- **Exercise**
Identify every line in the records below that contains the word "gray", and reproduce each one.

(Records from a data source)
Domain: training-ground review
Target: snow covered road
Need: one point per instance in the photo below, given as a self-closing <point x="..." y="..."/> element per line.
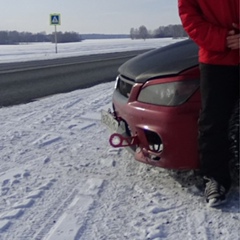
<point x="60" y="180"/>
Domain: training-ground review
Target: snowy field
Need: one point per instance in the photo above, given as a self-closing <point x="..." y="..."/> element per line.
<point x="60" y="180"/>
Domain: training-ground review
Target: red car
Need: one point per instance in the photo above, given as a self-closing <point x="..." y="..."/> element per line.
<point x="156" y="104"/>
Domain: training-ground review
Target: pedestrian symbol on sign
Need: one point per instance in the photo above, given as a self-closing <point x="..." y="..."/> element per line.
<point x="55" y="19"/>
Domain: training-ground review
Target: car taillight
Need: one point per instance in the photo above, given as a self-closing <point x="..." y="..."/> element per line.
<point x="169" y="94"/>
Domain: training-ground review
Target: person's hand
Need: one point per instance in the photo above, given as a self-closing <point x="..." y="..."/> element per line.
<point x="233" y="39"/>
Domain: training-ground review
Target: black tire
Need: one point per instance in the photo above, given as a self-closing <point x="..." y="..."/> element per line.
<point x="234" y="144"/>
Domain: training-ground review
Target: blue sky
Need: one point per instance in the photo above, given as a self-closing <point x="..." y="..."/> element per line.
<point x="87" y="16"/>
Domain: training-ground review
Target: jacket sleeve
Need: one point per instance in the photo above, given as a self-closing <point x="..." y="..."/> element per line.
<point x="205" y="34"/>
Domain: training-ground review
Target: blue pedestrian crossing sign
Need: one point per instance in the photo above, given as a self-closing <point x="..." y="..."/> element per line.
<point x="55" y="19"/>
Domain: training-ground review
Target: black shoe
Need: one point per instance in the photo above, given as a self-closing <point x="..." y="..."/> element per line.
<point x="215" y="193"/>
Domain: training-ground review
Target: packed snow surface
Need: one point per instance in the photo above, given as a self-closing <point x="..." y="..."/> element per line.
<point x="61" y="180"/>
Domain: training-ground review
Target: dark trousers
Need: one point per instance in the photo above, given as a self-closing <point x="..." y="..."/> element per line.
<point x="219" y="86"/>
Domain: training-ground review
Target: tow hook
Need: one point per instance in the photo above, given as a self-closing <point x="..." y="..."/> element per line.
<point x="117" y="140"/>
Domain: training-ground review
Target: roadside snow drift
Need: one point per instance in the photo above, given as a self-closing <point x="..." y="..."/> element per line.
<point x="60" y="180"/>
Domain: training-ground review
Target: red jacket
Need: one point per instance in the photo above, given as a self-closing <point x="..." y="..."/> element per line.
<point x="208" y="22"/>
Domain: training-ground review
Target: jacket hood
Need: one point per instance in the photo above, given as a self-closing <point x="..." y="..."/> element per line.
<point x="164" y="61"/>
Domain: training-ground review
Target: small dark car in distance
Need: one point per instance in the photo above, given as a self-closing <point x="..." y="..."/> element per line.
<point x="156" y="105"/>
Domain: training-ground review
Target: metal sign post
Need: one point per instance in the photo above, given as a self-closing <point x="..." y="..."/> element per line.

==

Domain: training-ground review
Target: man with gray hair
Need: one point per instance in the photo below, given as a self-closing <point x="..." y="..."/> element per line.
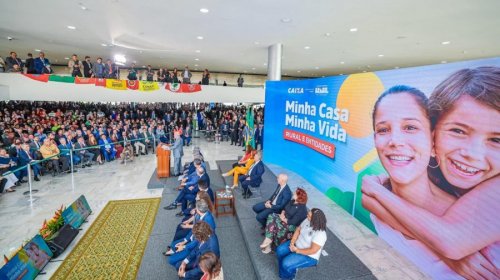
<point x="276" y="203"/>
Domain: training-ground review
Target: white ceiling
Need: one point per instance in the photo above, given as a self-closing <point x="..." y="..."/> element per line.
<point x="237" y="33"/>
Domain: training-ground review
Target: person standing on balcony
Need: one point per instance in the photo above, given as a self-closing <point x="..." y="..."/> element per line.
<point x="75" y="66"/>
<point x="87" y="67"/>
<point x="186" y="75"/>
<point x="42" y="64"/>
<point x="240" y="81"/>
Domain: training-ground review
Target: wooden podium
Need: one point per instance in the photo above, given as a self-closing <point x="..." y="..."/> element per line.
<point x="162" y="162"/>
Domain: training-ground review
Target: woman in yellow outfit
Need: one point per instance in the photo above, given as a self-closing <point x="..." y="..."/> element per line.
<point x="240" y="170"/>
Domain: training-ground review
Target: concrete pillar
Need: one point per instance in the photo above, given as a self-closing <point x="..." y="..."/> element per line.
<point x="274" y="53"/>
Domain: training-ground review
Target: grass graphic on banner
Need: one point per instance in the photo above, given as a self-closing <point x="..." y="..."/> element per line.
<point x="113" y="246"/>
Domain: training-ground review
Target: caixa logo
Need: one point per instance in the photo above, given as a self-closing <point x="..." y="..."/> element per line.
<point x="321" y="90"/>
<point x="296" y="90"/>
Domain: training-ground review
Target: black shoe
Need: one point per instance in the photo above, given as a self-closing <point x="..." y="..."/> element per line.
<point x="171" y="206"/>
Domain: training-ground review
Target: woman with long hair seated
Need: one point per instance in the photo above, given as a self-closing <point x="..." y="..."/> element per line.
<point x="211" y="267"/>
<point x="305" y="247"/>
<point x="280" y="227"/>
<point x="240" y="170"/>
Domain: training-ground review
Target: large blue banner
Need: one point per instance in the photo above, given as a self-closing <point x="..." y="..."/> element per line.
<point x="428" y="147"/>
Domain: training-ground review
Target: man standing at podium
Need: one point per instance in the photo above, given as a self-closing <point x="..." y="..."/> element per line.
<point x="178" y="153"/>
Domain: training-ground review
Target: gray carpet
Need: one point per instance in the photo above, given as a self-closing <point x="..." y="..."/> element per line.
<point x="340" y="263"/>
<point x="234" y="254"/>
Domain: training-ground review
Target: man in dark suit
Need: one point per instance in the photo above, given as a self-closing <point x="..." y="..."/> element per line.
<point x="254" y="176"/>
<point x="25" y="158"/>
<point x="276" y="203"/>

...

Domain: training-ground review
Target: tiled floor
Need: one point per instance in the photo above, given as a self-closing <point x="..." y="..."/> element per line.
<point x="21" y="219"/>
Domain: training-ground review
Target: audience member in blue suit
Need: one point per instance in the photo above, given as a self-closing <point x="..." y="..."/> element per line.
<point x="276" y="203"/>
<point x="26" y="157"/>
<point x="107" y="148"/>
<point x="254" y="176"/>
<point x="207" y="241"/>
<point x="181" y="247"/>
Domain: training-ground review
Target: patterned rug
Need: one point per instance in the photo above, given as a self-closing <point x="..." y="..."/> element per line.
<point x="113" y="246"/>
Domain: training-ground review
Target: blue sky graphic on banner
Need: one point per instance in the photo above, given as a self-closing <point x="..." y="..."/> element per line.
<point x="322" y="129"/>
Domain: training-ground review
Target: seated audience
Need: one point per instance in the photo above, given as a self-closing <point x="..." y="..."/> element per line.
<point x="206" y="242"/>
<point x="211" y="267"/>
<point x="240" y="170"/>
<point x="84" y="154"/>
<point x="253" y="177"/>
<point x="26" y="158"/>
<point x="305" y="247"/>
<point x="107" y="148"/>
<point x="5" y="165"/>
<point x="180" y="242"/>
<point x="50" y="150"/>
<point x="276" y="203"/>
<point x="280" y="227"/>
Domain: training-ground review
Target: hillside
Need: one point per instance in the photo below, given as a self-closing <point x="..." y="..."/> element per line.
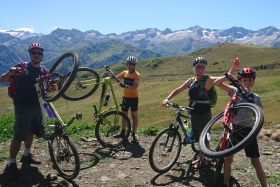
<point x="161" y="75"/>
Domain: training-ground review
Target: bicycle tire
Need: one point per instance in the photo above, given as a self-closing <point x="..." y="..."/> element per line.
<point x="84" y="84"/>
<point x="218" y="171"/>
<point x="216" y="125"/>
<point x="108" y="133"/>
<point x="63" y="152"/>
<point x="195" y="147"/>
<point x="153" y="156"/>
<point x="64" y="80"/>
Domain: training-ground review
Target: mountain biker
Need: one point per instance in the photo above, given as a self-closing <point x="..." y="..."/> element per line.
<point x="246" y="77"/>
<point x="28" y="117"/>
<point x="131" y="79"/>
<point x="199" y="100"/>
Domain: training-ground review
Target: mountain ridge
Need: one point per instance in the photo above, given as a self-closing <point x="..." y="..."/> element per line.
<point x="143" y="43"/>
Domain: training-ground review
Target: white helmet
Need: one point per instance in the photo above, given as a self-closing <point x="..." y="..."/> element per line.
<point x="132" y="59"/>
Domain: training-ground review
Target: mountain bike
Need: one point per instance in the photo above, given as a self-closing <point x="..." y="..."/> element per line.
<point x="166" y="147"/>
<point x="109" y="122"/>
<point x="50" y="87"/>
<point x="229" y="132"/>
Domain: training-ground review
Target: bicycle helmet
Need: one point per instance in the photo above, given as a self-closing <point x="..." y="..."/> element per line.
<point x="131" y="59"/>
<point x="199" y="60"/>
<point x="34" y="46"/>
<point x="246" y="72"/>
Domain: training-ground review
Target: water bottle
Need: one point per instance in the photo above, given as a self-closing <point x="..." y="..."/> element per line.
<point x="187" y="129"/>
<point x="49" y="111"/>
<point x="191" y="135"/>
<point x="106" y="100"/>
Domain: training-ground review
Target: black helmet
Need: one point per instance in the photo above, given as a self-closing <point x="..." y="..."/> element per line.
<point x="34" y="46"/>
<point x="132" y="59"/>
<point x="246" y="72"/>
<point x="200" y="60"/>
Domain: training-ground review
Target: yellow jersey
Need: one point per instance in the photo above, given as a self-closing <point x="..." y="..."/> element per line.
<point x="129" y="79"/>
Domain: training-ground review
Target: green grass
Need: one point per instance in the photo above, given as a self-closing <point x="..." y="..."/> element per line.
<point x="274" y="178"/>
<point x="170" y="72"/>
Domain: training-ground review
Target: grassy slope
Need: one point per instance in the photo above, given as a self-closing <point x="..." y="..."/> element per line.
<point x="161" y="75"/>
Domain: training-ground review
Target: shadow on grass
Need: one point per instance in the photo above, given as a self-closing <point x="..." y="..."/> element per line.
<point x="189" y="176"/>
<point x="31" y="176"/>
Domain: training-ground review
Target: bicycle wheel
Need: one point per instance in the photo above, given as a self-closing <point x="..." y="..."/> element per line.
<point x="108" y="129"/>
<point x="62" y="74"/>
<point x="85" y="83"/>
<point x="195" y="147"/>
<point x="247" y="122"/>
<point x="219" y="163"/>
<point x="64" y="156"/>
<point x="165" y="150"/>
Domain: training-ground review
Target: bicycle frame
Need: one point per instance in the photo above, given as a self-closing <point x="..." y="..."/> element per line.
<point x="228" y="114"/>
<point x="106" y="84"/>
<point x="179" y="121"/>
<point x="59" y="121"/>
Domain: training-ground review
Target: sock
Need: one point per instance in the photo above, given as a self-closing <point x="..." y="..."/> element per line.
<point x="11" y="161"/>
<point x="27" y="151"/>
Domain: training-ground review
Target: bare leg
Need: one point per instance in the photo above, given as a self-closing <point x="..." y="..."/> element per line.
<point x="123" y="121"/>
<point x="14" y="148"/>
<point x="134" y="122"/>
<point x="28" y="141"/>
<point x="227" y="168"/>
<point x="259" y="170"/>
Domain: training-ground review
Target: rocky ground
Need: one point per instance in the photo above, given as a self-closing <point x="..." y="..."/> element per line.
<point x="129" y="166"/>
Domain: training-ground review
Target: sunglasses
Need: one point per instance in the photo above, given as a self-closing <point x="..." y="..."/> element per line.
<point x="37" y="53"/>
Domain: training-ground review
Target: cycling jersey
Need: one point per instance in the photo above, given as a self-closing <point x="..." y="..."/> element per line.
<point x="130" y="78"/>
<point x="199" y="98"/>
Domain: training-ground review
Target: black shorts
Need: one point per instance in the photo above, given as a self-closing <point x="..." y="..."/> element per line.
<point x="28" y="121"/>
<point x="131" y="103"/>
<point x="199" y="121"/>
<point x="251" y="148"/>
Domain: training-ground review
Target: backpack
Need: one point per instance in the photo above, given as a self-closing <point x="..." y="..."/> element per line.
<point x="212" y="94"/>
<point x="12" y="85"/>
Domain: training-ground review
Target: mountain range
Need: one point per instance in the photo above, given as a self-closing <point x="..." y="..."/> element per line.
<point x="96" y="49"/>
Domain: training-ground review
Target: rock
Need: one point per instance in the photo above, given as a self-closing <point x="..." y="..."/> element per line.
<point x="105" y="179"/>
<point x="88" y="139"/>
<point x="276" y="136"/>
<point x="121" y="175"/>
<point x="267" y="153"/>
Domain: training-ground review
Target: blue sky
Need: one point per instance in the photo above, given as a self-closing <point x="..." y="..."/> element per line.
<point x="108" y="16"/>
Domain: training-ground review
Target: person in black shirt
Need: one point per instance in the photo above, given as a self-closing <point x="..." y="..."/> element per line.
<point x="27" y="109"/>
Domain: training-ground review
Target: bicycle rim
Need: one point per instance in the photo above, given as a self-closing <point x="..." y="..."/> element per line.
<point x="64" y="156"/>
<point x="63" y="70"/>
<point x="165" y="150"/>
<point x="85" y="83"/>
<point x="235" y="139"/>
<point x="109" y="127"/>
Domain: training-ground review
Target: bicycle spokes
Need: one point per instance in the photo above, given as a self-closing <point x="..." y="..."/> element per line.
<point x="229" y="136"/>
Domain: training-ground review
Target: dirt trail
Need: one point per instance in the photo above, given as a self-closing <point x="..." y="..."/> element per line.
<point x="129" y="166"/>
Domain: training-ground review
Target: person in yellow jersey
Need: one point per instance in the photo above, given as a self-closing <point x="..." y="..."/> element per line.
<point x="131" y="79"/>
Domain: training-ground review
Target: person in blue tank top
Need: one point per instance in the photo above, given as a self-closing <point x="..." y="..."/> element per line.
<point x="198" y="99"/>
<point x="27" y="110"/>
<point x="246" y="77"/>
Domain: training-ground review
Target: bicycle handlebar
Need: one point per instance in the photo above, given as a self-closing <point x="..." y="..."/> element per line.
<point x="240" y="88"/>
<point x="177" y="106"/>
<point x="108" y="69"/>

- **Reply**
Target: man with gray hair
Target: gray carpet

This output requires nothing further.